* Wybrany fragment *
_____
Za 5 lat sobie odpuścicie i pójdziecie na jakąkolwiek ugodę.
No chyba, że macie wystarczająco dużo kasy, żeby to przeżyć.
-
28. Data: 2006-11-29 02:53:55
Temat: Re: lokatorzy na "dziko"
Od: "witek" <w...@g...pl.invalid>
"simpson_wr" <k...@g...com> wrote in message
news:1164739429.933039.170070@l12g2000cwl.googlegrou
ps.com...
>po pierwze dzieki za wszystkie odpowiedzi
>a co do pytania, to:
>sa zameldowani na czas nie okreslony ale skonyczla im sie umowa najmu
>lokalu
Pozostaje ci droga sądowa o eksmisję i dalsze naliczanie im czynszu za
bezumowne korzystanie z lokalu.
-
29. Data: 2006-11-29 05:57:10
Temat: Re: lokatorzy na "dziko"
Od: kam <x#k...@w...pl#x>
witek napisał(a):
> Wrócę do tego mieszkania zapewne za pół roku (o ile się wczesniej nie
> opamiętasz) w asyscie komornika a ty będziesz miał sprawę, po pierwsze o
> naruszenie miru domowego,
niby na jakiej podstawie?
bo z komornikiem owszem możesz wrócić, ale art.193 kk posiadania raczej
nie chroni
KG
-
30. Data: 2006-11-29 07:41:45
Temat: Re: lokatorzy na "dziko"
Od: "szerszen" <s...@t...pl>
Użytkownik "witek" <w...@g...pl.invalid> napisał w wiadomości
news:ekisb5$1at$1@inews.gazeta.pl...
_____
* Postawione zadanie a *
Wypisz wszystkie daty z godzinami podane w wierszach „Data:” w powyższym fragmencie.
Fragment i wpisy pochodzą z różnych źródeł.

* Wpisy do wskazywania i oznaczania *
_____
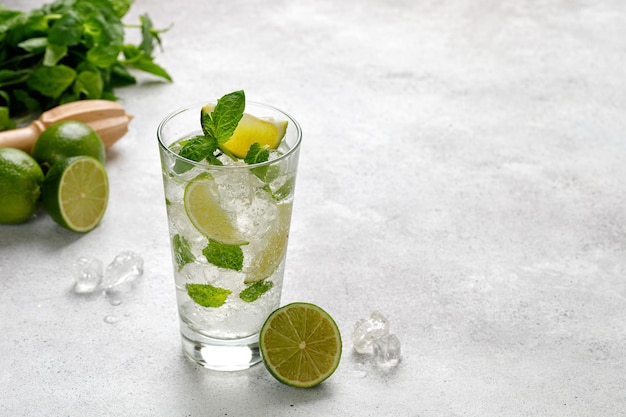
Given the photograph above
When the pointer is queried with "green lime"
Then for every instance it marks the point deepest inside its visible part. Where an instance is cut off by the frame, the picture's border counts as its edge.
(251, 129)
(300, 344)
(76, 192)
(65, 139)
(267, 259)
(202, 204)
(20, 185)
_____
* Postawione zadanie b *
Powtórz dokładnie wszystkie wiersze powyższych wpisów do wskazywania i oznaczania, pomijając obrazy.

* Odpowiedź a *
2006-11-29 02:53:55
2006-11-29 05:57:10
2006-11-29 07:41:45

* Odpowiedź b *
Given the photograph above
When the pointer is queried with "green lime"
Then for every instance it marks the point deepest inside its visible part. Where an instance is cut off by the frame, the picture's border counts as its edge.
(251, 129)
(300, 344)
(76, 192)
(65, 139)
(267, 259)
(202, 204)
(20, 185)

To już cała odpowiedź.